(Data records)
Content starts

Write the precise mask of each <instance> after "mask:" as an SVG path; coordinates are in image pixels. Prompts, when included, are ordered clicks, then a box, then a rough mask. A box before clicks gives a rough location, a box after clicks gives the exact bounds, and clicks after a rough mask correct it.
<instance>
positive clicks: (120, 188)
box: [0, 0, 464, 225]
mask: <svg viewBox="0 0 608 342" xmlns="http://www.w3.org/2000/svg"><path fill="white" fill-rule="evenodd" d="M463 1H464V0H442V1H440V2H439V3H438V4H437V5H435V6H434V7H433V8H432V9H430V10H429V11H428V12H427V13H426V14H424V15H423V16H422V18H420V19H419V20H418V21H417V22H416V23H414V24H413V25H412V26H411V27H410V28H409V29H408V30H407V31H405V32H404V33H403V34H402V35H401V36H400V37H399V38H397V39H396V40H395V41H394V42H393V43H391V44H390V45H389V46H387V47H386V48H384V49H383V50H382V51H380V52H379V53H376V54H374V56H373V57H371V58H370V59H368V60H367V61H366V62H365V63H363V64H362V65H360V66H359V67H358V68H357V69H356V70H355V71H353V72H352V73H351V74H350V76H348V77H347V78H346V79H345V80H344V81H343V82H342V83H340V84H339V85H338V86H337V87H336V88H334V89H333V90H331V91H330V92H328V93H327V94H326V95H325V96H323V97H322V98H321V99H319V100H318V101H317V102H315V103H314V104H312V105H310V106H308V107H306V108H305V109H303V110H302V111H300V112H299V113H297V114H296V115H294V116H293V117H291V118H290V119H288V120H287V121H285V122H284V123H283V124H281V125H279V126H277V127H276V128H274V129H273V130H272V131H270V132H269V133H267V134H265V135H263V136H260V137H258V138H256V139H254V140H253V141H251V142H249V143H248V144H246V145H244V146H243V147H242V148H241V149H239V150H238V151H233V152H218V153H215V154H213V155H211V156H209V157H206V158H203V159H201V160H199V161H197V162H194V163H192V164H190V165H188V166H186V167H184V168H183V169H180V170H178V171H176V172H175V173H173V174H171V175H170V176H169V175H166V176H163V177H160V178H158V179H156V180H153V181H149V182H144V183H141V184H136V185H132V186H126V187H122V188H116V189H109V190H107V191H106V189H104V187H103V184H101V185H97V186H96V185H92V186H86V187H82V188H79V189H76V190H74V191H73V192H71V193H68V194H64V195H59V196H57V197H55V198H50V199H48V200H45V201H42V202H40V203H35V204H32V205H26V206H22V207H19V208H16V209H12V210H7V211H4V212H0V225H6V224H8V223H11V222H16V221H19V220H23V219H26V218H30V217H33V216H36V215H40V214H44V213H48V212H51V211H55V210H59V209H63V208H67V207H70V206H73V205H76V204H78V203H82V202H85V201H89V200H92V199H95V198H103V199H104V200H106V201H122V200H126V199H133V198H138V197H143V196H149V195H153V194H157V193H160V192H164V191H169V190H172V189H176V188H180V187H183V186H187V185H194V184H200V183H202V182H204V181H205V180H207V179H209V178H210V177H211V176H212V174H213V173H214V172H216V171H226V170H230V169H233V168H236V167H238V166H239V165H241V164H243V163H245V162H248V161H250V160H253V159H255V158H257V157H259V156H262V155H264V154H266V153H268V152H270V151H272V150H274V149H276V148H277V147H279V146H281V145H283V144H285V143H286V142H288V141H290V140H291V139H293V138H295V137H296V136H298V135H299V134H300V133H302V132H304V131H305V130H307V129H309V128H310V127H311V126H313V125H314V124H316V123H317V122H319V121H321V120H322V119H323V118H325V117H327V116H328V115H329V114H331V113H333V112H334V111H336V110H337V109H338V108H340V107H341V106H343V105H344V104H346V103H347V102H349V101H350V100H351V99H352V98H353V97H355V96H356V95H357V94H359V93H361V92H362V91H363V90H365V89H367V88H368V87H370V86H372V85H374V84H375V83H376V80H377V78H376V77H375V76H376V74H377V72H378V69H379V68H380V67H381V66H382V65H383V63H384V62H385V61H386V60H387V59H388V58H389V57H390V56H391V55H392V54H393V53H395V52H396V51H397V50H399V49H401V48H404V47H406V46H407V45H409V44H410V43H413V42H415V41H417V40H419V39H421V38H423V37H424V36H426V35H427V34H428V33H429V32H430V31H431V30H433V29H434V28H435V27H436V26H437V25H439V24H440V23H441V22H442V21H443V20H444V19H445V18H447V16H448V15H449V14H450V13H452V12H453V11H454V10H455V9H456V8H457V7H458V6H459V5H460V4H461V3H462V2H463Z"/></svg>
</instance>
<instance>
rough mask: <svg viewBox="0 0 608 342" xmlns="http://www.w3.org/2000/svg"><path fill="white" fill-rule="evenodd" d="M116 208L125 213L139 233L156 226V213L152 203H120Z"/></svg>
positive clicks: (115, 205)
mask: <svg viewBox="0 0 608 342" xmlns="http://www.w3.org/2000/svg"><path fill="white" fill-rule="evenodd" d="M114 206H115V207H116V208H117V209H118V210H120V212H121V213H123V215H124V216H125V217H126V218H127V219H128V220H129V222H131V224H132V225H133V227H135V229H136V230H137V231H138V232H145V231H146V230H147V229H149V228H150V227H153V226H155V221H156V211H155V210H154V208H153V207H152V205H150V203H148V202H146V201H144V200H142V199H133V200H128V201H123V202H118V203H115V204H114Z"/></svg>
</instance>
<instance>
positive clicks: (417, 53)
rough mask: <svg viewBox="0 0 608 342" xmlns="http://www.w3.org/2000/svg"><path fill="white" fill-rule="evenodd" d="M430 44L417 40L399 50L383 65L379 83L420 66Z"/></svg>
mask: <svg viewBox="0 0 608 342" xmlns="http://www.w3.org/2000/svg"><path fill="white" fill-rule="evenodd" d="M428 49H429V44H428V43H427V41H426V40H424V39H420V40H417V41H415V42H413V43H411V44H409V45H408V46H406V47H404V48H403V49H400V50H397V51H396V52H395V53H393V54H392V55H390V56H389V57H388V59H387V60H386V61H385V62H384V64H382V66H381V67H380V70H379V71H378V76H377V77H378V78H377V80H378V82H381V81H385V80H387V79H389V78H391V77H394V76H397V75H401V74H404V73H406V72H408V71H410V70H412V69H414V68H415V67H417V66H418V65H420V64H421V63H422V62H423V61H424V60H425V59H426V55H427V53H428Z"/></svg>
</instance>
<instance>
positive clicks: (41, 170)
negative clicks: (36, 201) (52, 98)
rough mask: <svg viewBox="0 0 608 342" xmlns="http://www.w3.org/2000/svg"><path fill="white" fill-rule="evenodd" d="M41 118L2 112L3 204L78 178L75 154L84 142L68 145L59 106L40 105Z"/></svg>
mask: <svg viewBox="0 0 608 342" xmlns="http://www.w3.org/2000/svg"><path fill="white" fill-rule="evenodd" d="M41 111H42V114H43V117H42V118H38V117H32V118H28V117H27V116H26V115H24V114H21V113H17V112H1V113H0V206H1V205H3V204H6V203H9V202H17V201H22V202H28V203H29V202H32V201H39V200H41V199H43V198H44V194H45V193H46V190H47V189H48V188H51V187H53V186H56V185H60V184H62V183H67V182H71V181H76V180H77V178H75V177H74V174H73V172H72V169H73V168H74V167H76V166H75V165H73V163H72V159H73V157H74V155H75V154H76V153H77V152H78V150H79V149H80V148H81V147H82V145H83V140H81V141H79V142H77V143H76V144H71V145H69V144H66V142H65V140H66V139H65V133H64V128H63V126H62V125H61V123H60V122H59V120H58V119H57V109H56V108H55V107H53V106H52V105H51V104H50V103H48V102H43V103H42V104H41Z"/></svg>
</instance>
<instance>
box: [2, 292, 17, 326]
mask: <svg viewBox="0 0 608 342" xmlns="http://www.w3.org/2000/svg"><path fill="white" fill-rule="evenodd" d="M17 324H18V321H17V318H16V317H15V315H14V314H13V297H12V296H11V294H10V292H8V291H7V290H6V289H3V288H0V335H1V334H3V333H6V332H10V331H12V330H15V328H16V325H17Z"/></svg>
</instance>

Content ends

* PROBLEM
Every line from the one that contains "118L2 112L3 204L78" down to and including the last line of the records above must be set down exactly, with nothing else.

* FINISHED TASK
rough mask: <svg viewBox="0 0 608 342" xmlns="http://www.w3.org/2000/svg"><path fill="white" fill-rule="evenodd" d="M41 118L2 112L3 204L78 178L75 154L84 142L68 145L59 106L40 105Z"/></svg>
mask: <svg viewBox="0 0 608 342" xmlns="http://www.w3.org/2000/svg"><path fill="white" fill-rule="evenodd" d="M41 111H42V114H43V117H42V118H38V117H32V118H28V117H27V116H26V115H24V114H21V113H17V112H1V113H0V206H1V205H3V204H6V203H9V202H17V201H22V202H28V203H29V202H32V201H39V200H41V199H43V198H44V194H45V193H46V190H47V189H48V188H51V187H53V186H56V185H60V184H62V183H67V182H71V181H76V180H77V178H75V177H74V174H73V172H72V169H73V168H74V167H76V166H75V165H73V163H72V159H73V157H74V155H75V154H76V153H77V152H78V150H79V149H80V148H81V147H82V145H83V140H81V141H79V142H77V143H76V144H71V145H69V144H66V142H65V140H66V139H65V133H64V128H63V126H62V125H61V123H60V122H59V120H58V119H57V109H56V108H55V107H53V106H52V105H51V104H50V103H48V102H43V103H42V104H41Z"/></svg>
</instance>
<instance>
box: [2, 292, 17, 326]
mask: <svg viewBox="0 0 608 342" xmlns="http://www.w3.org/2000/svg"><path fill="white" fill-rule="evenodd" d="M17 324H18V321H17V318H16V317H15V315H14V314H13V297H12V296H11V294H10V292H8V291H7V290H6V289H3V288H0V335H1V334H3V333H6V332H10V331H12V330H15V328H16V325H17Z"/></svg>
</instance>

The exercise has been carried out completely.